**Dataset entries:**
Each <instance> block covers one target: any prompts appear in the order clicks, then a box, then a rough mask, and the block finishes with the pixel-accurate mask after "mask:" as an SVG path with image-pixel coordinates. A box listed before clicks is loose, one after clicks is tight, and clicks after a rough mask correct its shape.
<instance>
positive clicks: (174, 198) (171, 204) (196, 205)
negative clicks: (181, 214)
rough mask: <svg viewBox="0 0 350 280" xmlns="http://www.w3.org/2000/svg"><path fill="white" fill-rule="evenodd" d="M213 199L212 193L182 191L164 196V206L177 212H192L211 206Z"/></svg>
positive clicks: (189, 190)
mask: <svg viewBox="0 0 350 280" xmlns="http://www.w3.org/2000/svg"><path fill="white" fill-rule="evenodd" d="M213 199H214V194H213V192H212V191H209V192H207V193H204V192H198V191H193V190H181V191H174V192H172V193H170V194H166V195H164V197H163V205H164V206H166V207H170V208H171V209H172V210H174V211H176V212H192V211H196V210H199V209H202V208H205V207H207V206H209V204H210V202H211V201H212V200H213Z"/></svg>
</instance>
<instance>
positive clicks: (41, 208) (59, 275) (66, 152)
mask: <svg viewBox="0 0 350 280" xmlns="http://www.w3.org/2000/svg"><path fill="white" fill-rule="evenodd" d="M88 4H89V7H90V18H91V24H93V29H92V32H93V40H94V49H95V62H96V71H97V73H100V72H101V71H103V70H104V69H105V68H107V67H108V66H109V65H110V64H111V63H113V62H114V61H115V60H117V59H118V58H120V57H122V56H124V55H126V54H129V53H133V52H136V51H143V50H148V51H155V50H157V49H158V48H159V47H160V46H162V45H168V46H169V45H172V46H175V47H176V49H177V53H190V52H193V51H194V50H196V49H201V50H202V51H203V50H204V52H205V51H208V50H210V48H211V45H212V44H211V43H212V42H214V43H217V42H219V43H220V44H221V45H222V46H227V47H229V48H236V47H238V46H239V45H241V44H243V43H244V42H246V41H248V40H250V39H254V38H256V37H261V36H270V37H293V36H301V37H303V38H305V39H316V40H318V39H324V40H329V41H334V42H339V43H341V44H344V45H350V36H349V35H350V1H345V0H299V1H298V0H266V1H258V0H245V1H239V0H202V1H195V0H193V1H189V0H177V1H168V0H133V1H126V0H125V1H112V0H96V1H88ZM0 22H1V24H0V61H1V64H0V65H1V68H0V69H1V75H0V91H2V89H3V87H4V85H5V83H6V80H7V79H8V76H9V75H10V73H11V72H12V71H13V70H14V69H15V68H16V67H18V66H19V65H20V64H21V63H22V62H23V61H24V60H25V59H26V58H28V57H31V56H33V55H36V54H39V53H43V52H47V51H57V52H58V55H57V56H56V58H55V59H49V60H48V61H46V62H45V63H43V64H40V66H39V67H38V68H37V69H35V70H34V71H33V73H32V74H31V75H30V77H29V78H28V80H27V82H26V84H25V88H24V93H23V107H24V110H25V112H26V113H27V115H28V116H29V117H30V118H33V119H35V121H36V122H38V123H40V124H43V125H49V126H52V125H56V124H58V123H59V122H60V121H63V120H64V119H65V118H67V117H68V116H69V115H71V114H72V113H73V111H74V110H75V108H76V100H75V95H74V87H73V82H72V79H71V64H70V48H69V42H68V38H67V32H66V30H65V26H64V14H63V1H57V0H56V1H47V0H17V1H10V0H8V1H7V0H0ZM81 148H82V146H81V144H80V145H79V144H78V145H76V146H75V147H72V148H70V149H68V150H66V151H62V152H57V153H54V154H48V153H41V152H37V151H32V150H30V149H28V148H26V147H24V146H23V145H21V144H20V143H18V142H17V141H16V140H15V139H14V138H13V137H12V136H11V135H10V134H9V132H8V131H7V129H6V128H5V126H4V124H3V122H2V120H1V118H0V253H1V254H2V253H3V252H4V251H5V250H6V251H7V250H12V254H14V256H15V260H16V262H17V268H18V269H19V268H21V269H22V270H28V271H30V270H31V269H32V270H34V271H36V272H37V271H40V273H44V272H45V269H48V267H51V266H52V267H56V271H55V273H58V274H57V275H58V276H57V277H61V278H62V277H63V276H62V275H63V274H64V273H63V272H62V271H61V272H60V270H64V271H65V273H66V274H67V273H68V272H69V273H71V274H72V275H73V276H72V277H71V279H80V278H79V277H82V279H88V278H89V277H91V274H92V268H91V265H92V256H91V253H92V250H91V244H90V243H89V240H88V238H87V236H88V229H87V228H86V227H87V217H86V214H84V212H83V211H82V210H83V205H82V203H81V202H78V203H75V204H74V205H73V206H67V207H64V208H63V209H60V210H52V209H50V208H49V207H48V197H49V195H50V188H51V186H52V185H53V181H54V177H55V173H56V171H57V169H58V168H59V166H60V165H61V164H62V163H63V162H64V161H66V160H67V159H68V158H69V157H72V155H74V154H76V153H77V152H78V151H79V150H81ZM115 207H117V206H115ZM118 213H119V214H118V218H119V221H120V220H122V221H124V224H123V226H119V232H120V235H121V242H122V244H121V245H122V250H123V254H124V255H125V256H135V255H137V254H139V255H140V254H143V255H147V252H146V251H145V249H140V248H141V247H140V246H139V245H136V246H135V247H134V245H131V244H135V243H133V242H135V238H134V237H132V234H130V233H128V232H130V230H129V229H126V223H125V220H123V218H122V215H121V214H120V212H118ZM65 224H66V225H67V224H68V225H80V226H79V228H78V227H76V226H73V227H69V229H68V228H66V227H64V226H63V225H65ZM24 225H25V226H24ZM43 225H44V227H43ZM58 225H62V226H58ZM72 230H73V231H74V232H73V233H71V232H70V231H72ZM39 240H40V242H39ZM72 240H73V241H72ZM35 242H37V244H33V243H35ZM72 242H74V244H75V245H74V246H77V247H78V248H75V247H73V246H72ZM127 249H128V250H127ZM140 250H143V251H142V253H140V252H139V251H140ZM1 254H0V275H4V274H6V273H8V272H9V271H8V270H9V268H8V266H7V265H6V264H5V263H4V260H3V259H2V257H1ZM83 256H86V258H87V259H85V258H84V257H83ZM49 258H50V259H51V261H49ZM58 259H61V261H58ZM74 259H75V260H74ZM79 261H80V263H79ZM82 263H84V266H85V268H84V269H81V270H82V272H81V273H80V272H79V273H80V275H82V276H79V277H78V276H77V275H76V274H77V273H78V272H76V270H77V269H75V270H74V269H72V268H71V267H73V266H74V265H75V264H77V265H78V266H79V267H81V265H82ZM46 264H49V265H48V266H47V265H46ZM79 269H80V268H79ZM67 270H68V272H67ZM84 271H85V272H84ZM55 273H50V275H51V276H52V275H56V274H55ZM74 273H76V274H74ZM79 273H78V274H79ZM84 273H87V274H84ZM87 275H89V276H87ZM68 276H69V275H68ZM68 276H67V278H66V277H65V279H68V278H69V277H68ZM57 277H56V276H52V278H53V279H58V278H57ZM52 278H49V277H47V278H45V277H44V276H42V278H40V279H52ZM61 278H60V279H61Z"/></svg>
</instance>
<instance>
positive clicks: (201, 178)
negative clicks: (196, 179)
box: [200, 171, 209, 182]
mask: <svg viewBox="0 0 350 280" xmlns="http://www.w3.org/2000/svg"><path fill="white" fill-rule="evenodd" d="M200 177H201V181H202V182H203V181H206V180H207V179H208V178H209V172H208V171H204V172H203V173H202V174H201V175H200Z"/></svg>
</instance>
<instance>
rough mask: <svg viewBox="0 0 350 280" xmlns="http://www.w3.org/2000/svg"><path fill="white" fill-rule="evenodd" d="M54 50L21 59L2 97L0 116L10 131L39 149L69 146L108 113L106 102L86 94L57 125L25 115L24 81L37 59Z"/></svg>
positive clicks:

**PROBLEM STATEMENT:**
The answer must be a single number: the count of lines in the records above that contain the word "negative".

**ANSWER SPACE:**
2